● AIM: Format the entries as a two-column CSV with the columns "instruction" and "response", one row per entry, starting at the line that has "Task: indicate one point on every instance of the dark" and continuing through the end of the entries. Put each entry's text and its answer in their own quoted fields, and replace line breaks with spaces.

● Entries from a dataset:

— BEGIN —

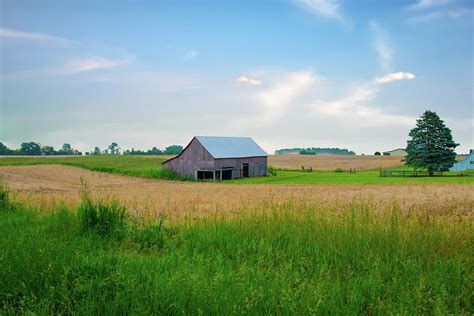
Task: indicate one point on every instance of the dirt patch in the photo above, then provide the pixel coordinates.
(47, 184)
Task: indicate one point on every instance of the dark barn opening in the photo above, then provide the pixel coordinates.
(245, 170)
(227, 174)
(205, 175)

— END —

● TASK RESPONSE:
instruction,response
"Task: indicate one point on every instance of the dark barn opening in the photo above, then provide the pixel coordinates.","(245, 170) (227, 174) (205, 175)"